(Stored data entries)
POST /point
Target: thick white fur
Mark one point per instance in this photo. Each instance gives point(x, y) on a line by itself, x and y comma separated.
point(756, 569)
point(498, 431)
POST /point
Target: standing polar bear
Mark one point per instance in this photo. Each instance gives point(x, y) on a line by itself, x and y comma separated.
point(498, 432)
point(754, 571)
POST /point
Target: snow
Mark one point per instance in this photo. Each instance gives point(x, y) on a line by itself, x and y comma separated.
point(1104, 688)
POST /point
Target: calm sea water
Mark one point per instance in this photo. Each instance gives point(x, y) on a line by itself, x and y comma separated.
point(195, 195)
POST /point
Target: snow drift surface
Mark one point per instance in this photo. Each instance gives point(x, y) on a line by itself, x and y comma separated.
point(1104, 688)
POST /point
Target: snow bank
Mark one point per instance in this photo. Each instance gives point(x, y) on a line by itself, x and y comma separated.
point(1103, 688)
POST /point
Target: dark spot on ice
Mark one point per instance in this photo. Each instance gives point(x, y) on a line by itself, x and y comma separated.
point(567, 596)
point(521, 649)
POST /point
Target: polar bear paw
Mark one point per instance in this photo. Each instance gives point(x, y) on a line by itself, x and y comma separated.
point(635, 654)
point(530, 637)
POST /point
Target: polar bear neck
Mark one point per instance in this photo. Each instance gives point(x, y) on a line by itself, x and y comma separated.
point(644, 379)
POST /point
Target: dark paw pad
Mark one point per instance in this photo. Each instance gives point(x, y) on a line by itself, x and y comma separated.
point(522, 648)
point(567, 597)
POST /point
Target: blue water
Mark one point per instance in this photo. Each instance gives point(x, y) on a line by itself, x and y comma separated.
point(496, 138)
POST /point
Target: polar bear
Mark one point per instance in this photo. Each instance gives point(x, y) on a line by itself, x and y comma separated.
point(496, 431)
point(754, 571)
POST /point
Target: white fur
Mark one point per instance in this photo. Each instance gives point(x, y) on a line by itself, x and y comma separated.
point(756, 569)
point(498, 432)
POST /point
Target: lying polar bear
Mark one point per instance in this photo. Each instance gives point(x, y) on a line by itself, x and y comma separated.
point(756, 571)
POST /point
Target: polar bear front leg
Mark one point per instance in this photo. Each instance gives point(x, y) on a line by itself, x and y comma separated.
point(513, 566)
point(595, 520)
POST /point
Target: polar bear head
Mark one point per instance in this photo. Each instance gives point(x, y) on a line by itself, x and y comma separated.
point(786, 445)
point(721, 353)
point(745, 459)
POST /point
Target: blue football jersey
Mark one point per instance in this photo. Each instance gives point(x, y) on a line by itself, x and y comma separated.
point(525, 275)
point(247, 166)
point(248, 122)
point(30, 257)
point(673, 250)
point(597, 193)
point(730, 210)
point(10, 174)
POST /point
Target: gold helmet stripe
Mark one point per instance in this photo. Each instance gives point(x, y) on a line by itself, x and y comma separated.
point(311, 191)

WORK TO COMPLETE: Your answer should hold exactly the lines from the one containing "Target: lying polar bear" through the end of the entries above, and nothing else.

REPLY:
Target: lying polar bear
Mark one point per instance in this photo. Each instance gives point(x, y) on a line by itself, x and y comma separated.
point(756, 571)
POST /point
Target: polar bear front leg
Mark one point per instance in this photo. Each instance gives point(x, y) on a line by itself, x and y comma separated.
point(513, 566)
point(595, 520)
POST /point
Target: polar bear head
Mark one point per instance in this photo. Each instance gives point(x, y) on a line by itself, x and y comma separated.
point(786, 445)
point(721, 353)
point(745, 459)
POST /point
Target: blue football jersey
Mark one point per instance in this photo. Each instance gives point(x, y) on a line by itself, x and y comma separated.
point(525, 275)
point(247, 166)
point(248, 122)
point(30, 257)
point(673, 250)
point(597, 193)
point(730, 210)
point(10, 174)
POST /point
Target: gold helmet stripe
Mark one point per instance in this photo. Each instance gives point(x, y) on a line by itself, x and y comma separated.
point(311, 191)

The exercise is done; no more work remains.